Task to carry out ▸ Below, print word for word the part of the entries that opens with the line containing "Each instance of the leafy" and closes with the line containing "149), (165, 141)]", both lines included.

Material provided ▸
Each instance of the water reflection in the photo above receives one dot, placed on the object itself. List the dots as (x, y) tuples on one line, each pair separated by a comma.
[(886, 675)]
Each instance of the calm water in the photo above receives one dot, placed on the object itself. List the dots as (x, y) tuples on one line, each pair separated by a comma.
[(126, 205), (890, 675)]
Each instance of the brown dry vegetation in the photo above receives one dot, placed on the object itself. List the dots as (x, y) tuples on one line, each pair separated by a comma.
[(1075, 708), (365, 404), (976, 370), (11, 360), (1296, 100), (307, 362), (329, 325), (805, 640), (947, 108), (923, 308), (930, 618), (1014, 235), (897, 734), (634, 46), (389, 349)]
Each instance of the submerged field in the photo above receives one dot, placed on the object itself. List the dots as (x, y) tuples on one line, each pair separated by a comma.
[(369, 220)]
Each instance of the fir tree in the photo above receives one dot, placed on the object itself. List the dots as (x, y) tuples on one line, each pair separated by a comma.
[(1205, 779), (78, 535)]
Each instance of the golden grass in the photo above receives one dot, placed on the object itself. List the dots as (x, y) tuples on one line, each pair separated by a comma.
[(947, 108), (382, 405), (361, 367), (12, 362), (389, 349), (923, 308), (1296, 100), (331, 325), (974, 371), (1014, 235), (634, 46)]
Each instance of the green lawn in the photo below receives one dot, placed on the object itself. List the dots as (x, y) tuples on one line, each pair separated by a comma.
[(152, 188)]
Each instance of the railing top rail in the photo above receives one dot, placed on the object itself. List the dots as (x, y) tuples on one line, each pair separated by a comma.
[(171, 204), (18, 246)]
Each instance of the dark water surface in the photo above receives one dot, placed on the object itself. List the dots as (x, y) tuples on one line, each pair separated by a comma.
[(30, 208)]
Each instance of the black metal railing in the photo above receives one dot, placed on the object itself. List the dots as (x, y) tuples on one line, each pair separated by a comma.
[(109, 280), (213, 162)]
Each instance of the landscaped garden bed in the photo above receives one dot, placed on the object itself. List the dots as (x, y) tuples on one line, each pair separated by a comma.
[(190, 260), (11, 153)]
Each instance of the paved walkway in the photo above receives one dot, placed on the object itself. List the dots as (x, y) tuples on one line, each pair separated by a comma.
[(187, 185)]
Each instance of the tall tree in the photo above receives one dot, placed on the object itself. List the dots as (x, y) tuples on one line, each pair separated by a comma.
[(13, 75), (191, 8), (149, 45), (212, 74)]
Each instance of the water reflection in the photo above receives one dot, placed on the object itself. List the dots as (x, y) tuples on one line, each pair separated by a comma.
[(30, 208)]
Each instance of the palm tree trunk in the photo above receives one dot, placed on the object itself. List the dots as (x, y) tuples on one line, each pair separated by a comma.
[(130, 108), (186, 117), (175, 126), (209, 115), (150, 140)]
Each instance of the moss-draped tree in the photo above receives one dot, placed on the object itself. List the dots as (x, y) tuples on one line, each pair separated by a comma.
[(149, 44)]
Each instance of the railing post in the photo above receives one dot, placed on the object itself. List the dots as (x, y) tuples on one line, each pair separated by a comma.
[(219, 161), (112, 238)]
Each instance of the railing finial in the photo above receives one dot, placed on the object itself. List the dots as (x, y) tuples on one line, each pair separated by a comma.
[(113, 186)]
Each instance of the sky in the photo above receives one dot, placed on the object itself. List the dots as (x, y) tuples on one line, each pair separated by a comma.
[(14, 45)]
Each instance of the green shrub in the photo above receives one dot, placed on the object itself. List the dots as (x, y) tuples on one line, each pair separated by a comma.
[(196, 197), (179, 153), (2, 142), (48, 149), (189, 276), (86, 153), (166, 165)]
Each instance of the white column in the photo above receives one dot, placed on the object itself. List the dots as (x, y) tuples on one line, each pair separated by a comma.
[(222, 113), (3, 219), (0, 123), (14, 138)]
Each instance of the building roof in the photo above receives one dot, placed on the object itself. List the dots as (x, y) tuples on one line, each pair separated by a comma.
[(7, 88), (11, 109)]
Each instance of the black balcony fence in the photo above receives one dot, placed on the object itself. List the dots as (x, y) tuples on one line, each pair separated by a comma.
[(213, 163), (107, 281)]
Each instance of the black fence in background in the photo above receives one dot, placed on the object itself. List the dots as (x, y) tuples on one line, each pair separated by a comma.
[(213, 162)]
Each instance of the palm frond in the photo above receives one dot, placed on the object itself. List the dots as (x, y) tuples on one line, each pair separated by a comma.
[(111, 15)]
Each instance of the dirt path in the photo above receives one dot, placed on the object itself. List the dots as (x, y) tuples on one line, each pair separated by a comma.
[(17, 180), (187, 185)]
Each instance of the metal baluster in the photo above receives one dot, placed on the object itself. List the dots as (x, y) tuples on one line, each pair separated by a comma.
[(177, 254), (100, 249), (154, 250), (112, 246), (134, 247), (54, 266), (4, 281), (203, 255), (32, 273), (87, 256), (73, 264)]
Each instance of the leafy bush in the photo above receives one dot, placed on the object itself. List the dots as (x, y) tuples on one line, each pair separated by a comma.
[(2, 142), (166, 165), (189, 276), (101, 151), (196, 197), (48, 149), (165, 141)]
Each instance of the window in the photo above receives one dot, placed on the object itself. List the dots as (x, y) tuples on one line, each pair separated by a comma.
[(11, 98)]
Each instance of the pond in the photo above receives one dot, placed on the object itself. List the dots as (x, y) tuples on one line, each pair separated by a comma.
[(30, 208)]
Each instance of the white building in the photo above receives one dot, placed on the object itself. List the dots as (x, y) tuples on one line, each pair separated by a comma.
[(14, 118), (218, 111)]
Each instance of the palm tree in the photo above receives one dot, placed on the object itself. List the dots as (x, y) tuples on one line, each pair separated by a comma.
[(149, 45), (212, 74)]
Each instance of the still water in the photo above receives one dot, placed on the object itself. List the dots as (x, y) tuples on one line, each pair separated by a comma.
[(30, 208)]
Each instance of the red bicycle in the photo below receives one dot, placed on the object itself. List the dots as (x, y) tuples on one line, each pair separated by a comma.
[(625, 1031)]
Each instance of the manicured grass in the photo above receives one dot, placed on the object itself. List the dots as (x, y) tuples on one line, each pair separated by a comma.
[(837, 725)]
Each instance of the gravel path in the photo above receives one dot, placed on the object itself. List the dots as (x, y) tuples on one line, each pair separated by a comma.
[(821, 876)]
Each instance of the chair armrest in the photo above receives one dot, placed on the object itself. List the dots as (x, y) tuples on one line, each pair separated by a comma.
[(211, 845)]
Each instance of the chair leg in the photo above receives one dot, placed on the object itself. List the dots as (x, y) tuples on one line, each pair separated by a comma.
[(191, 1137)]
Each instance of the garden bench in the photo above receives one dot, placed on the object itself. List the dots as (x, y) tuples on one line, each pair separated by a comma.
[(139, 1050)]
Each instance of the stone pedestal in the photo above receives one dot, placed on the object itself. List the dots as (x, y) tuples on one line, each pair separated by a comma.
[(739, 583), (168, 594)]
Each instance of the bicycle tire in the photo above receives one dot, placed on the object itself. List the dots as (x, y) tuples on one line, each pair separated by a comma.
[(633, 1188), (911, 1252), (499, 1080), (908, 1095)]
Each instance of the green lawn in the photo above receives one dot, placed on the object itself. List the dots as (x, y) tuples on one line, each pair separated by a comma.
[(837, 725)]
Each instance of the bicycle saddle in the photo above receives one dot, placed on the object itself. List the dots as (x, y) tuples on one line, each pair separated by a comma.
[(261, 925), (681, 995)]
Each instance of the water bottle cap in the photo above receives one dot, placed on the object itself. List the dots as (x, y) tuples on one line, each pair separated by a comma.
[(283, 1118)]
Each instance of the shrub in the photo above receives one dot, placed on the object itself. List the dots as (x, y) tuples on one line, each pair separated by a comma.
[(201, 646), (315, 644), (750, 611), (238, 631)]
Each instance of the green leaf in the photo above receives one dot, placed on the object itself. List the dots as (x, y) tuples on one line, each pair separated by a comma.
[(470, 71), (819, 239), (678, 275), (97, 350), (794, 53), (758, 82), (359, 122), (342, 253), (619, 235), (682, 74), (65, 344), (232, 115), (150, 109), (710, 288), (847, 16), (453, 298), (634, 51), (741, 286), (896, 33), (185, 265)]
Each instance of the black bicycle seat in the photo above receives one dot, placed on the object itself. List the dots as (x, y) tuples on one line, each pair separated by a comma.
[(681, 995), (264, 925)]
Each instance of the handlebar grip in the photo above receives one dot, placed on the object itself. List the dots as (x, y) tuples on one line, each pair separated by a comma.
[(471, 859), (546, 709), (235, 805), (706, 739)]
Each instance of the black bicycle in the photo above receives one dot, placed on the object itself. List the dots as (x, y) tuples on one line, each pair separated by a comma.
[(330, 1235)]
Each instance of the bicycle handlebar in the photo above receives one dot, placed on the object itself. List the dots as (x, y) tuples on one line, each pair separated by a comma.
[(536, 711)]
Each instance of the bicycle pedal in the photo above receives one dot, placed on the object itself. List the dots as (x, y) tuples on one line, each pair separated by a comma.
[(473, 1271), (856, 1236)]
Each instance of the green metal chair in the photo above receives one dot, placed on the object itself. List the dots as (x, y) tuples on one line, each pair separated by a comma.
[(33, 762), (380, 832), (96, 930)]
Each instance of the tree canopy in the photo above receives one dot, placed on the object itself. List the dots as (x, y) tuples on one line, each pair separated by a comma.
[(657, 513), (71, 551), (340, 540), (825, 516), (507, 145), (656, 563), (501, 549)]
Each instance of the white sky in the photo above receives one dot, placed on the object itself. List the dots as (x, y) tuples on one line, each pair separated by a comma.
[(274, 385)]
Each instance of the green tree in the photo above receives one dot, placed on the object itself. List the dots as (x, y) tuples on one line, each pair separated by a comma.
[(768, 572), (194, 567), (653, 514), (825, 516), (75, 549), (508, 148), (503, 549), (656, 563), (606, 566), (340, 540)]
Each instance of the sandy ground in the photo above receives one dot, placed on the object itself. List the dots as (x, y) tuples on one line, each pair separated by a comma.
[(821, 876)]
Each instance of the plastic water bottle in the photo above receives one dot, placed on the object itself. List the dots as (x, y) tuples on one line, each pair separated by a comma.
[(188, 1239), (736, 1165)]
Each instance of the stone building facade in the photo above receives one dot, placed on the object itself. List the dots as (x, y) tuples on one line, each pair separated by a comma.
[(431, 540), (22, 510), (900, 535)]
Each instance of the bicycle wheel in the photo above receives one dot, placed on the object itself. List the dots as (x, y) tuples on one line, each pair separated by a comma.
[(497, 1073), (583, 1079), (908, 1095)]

Finished answer ▸
Each instance of the leafy bush in the photo above receives one dot, placed on the object itself. List the dots as (x, y) tuples on one line, each pair separated by a comma.
[(2, 142), (166, 165), (189, 276), (101, 151), (196, 197), (48, 149), (165, 141)]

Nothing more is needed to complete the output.